Passage to read ▸
-------------------------

The modern world seems to be greatly concerned about women and makes favorable promises to them. It promises them freedom from slavery, male-domination, and even the established institution of marriage, but what does it actually have in store? Nothing but exploitation, injustice, oppression, aggression, harassment, neurosis and indignity.

You know, “Revolutionary” language is just annoying. This is part of why the Revolution cannot be forced. I mean, don’t get me wrong. Many American homes have become “mere dwellings” that are “deficient in the spirit of companionship”, and I agree with a certain premise about the problem of promoting women as sexual objects, but I must disagree with Mrs. Alia and note that the solution is not to reduce the humanity of women. And, frankly, that’s how I see the hijab, and how it sounds when I hear how “The notion of complete equality between men and women with no consideration for their biological and emotional differences has distanced women from their inborn nature.”

-------------------------

Tasks for this exercise ▸
**1.** List every item named in the passage on women and the modern world after the words "Nothing but".
**2.** Pick up the passage on women and the modern world after its final sentence and continue it.

-------------------------

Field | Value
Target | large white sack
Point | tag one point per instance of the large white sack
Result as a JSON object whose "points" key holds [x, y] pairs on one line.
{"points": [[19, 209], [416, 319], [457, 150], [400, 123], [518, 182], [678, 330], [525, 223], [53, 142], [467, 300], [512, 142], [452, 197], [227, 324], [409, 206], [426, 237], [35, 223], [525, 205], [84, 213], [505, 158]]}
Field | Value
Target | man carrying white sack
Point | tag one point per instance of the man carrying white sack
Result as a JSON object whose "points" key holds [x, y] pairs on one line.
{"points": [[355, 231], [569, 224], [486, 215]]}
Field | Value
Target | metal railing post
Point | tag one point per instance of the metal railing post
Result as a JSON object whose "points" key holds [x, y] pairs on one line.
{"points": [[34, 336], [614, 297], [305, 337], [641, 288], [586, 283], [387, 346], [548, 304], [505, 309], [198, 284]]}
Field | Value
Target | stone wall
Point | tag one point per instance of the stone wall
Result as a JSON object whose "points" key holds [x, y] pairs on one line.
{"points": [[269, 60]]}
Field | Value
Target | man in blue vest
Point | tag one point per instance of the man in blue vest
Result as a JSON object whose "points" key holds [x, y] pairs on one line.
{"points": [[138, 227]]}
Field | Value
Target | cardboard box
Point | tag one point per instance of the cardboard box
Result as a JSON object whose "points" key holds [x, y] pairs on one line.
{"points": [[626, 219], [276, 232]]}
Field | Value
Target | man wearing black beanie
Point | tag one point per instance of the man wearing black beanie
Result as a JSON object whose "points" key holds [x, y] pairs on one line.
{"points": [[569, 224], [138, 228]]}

-------------------------

Numbered answers ▸
**1.** exploitation, injustice, oppression, aggression, harassment, neurosis, indignity

**2.**
But I digress. It is, in the end, possible to learn something about our Iranian neighbors/future cannon fodder. Even people who are just looking to complain about Iran can find something to suit their needs, like the interview with Mrs. Alia. And I have to admit, I probably wouldn’t have strayed over to PressTV.ir without the official blog. So there’s one. Learning. For instance, I learned that President Ahmadinejad felicitated Kenya for its Independence Day. I figured that would have been illegal in the Islamic Republic, but he is the president, and if there’s one thing the last several years have taught me, it’s that presidents can do whatever they want.

They don’t felicitate in Middle America, do they?

And for some reason I found it odd that the Saudis had to officially invite Ahmadinejad to participate in the Hajj, but then again I’d never really stopped to think about what a pain in the ass that must be for customs. I wonder if Ahmadinejad is at home thinking, “Well, crap, now they’ve invited me. I feel kind of obliged, now.”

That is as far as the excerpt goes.